• _Selected extract_:

— BEGIN —

# How many boxes of shells for a dove shoot?



## Totaloutdoorsman (Jul 12, 2010)

I usually bring ten in case my rust doesnt shake off for the first couple of boxes.  How many do you bring along for a typical opening day shoot?


----------



## fredw (Jul 12, 2010)

I take four now that the limit is 15.

Last year I kept track....shot a limit with 47 shots.


----------



## Muygrande (Jul 12, 2010)

Take two.... Use one


----------



## Dustin Pate (Jul 12, 2010)

I usually keep a case in the truck all of dove season. It will be a combination of shot size.


----------



## tsknmcn (Jul 12, 2010)

If I were to go dove hunting, I would probably take 3 or 4 since I haven't been in a long, long time.  Last time I went was a shoot at Ocmulgee WMA.  I was 12 birds for 17 shots and done hunting an hour before anyone else I went with.  The game warden came over to the truck and checked my birds.  He was pretty cool and had brought his own dog to help people find birds in the clear cut.


----------



## Muygrande (Jul 12, 2010)

It's very rare you need a 7 1/2 to kill a dove! You'll be better served taking two extra chokes than worrying about shot sizes. I'm a guy who likes to keep all his velocities the same whether hunting, or breaking clays I use from 1250-1300fps shells. #8's will break 50 yard crossing targets, and absolutely collapse a Dove bird! In first season for fun I might bring some 8.5's if I wanna open the choke a little to play with the kids on those self defense birds some have the fortunate opportunity to find themselves in those special places, but as a rule #8's in a load that patterns well is all you need, those little grey skulls ain't that tough, you just gotta shoot 'em where food goes in not where it comes out!


----------



## Dustin Pate (Jul 12, 2010)

Muygrande said:


> It's very rare you need a 7 1/2 to kill a dove! You'll be better served taking two extra chokes than worrying about shot sizes. I'm a guy who likes to keep all his velocities the same whether hunting, or breaking clays I use from 1250-1300fps shells. #8's will break 50 yard crossing targets, and absolutely collapse a Dove bird! In first season for fun I might bring some 8.5's if I wanna open the choke a little to play with the kids on those self defense birds some have the fortunate opportunity to find themselves in those special places, but as a rule #8's in a load that patterns well is all you need, those little grey skulls ain't that tough, you just gotta shoot 'em where food goes in not where it comes out!

— END —

• _Problems and tasks_:
- 1) In the dove-shoot thread, how many shots did fredw need to shoot a limit last year?
- 2) Quote the dove-shoot thread word for word, starting at "I usually bring" and ending at "limit is 15.".

• _Records supplied_:

— BEGIN —

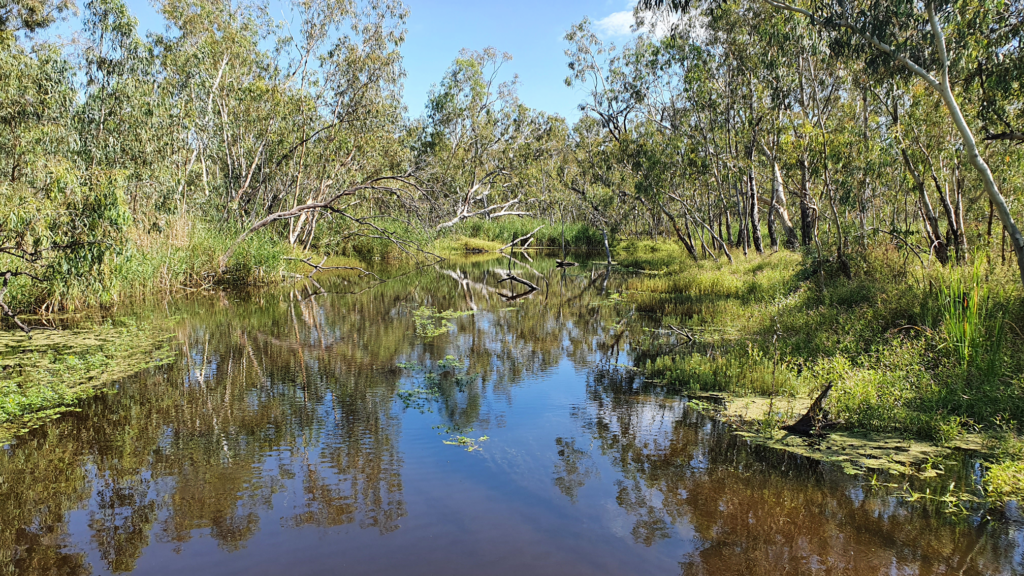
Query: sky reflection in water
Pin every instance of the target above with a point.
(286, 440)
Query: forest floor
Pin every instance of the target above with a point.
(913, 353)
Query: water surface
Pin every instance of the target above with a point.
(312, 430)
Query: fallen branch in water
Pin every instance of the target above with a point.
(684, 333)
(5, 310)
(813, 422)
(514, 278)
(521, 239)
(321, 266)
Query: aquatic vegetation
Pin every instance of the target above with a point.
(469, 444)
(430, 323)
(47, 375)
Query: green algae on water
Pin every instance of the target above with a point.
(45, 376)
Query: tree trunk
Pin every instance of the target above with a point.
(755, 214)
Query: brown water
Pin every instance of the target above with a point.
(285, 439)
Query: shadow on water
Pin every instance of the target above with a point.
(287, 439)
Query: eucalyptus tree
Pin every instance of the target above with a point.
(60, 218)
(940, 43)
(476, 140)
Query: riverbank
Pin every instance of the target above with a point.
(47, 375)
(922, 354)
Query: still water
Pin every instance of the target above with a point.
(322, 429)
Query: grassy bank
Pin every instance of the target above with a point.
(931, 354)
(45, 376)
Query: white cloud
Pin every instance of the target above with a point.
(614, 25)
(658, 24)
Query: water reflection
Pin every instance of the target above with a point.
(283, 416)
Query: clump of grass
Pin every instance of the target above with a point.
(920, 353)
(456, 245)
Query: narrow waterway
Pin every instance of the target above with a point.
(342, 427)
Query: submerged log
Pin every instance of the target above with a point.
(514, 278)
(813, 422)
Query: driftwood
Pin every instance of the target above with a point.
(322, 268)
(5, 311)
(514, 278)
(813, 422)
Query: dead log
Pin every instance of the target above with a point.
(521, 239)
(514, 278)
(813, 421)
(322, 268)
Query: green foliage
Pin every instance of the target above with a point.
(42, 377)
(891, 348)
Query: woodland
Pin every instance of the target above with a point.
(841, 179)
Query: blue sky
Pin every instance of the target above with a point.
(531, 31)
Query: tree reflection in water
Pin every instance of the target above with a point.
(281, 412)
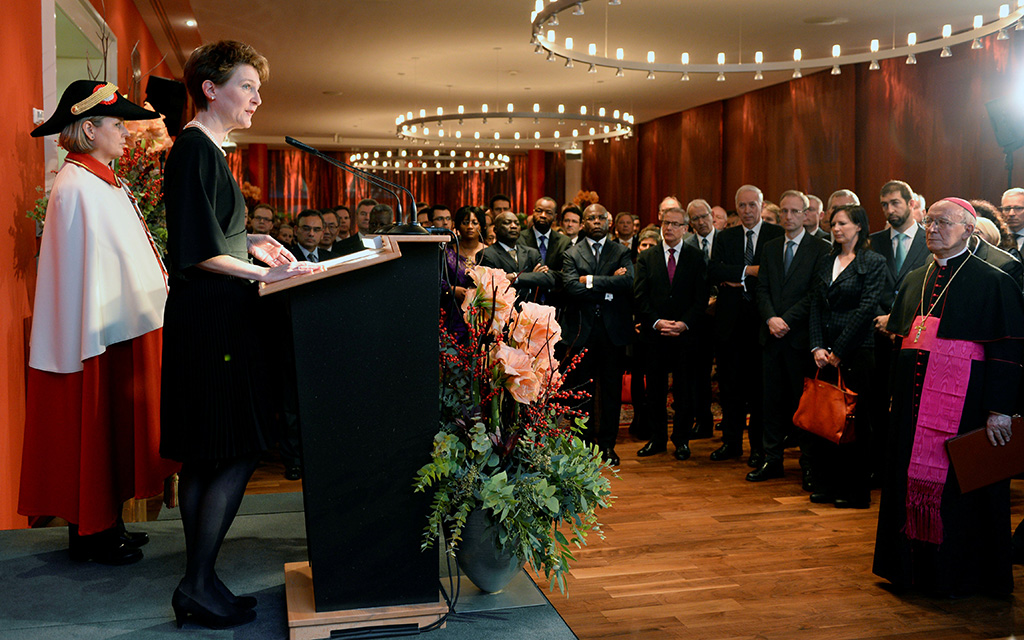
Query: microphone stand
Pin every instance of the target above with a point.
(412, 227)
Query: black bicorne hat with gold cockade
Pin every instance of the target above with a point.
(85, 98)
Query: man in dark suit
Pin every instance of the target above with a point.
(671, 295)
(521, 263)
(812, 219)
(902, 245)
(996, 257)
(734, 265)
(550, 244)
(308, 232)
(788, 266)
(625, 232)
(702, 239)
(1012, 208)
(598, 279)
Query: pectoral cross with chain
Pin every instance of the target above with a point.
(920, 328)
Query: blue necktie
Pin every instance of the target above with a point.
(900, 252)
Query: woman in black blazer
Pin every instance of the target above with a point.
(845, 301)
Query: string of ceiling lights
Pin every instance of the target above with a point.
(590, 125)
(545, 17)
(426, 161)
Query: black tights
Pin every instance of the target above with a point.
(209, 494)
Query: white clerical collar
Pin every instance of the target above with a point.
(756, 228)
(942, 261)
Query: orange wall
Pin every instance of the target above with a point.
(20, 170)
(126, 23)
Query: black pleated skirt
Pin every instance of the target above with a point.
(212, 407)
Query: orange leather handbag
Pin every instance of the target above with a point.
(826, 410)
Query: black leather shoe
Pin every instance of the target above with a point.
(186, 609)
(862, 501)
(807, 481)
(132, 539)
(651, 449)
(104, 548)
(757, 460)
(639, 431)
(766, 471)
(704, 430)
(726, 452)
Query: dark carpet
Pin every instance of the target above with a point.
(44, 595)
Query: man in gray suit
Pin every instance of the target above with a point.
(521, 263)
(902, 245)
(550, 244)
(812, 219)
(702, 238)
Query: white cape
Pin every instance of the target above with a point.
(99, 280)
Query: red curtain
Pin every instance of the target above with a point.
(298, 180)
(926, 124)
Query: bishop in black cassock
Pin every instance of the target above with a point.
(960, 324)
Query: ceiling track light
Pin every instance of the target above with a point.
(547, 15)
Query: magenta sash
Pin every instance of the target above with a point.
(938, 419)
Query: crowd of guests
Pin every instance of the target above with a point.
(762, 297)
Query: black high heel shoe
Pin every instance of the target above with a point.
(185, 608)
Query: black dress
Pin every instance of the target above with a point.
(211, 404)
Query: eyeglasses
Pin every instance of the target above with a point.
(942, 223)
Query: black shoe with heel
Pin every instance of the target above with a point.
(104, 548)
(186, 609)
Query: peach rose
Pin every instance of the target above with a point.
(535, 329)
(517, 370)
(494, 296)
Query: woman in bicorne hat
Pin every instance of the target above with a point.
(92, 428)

— END —

• _Responses for each task_:
- 1) 47 shots.

- 2)
I usually bring ten in case my rust doesnt shake off for the first couple of boxes.  How many do you bring along for a typical opening day shoot?


----------



## fredw (Jul 12, 2010)

I take four now that the limit is 15.